СТРАНИЦА:
══════════
Что касается культа общественного, то храмы, для него предназначаемые, должны выситься среди могил избранников, заслуживших бессмертие, и быть обращенными в сторону исторического средоточия культуры, Парижа, пока его, для будущего, примирившегося человечества, не сменит Константинополь. Главное святилище отводится для достойнейших женщин, которыми должны быть постоянно окружены „жрецы человечества” (V, 98–99). Высшим символическим воплощением гуманистического божества будет здесь фигура матери с ребенком на руках, быть может, в виде Сикстинской Мадонны.

Культ, состоящий из общественных молитв и праздничных торжеств, планируется сообразно с позитивистическим календарем и направлен к прославлению основных общественных связей и исторических соотношений. Так, первый месяц года посвящен чествованию общечеловеческой гуманности; 2‑й — супружеских отношений, 3‑й — родительских, 4‑й — сыновних, 5‑й — братских, 6‑й — хозяйственных и профессиональных. Назначение трех дальнейших месяцев (7, 8 и 9‑го) — воспоминания о духовной эволюции человечества в прошлом, в периоды фетишизма, политеизма и единобожия; и, наконец, последняя четырехмесячная группа предназначена санкционировать нормальные функции современного человечества, а именно: 10‑й посвящен „Нравственному Провидению”, то-есть, женщине; 11‑й — „Провидению Интеллектуальному“, духовенству, 12‑й — „Провидению Матерьяльному”, патрициату, а 13‑й — пролетариату, этому „Всеобщему Провидению.
══════════
ЗАДАНИЕ 1:
Перечислите все виды «Провидения», которым, согласно тексту о позитивистском культе, посвящены месяцы последней четырехмесячной группы.
Текст и листинг никак не связаны между собой.
══════════
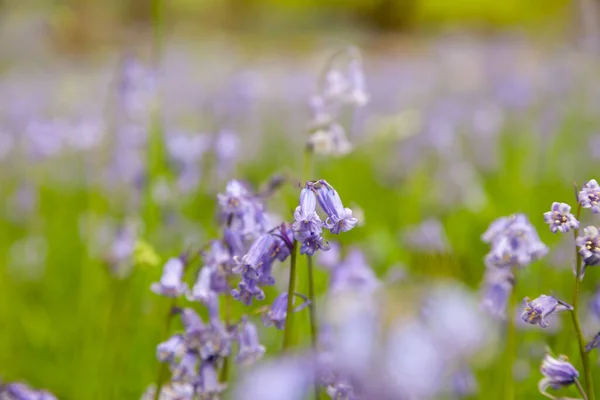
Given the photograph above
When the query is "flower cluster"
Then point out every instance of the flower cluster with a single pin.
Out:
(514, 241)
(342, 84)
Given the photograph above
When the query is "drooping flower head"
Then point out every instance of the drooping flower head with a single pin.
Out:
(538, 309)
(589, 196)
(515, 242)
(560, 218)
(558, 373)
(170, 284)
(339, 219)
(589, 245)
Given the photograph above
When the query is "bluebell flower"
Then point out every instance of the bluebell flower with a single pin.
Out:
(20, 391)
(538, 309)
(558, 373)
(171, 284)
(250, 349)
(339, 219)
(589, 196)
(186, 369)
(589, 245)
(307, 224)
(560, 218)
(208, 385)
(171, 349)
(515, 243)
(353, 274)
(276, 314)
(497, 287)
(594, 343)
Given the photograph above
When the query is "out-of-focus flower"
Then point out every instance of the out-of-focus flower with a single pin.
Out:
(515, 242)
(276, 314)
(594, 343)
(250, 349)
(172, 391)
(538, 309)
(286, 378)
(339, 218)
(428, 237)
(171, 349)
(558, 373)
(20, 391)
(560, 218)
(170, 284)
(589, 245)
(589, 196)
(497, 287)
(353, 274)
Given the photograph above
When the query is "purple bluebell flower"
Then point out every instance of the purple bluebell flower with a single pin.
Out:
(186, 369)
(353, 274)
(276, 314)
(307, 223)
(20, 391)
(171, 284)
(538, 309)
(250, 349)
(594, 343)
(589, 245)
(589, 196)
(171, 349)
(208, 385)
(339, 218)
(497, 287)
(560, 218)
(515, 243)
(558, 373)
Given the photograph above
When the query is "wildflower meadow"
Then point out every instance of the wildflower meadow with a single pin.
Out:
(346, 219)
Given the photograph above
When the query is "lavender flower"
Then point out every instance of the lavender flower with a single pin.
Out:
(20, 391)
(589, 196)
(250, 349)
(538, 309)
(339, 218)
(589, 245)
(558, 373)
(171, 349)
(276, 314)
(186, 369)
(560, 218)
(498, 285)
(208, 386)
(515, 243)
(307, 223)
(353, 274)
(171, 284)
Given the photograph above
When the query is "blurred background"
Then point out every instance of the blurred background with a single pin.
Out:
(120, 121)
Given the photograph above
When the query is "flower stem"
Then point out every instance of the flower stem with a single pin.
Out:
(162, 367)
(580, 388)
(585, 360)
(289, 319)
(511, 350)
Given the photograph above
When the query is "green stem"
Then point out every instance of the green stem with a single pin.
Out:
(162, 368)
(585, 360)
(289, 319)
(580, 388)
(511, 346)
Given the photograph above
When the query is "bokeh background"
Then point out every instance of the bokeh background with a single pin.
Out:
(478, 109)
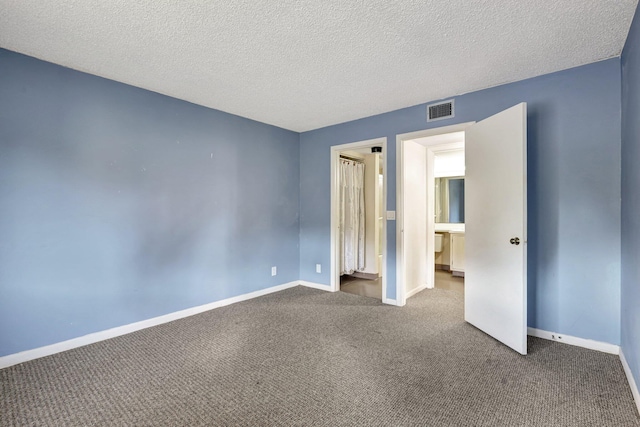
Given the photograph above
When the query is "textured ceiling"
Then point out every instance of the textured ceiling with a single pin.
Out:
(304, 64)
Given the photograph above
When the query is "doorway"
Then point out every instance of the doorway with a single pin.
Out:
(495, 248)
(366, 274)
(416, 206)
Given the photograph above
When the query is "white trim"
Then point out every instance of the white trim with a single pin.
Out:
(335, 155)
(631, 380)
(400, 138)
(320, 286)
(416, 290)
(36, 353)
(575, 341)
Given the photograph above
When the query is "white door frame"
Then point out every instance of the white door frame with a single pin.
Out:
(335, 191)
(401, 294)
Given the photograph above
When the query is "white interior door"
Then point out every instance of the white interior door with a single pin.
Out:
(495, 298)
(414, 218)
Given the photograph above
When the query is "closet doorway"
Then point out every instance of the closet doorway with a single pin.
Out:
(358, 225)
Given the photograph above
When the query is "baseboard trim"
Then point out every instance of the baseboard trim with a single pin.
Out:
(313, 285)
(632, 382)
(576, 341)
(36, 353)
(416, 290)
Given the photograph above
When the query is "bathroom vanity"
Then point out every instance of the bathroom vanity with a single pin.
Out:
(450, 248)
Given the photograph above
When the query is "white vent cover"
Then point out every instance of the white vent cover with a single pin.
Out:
══════════
ЗАДАНИЕ 2:
Соберите из листинга все строки, где встречается слово "cluster", с учетом регистра.

ПРАВИЛЬНЫЙ ОТВЕТ 1:
Нравственное Провидение, Интеллектуальное Провидение, Матерьяльное Провидение, Всеобщее Провидение.

ПРАВИЛЬНЫЙ ОТВЕТ 2:
When the query is "flower cluster"
Then point out every instance of the flower cluster with a single pin.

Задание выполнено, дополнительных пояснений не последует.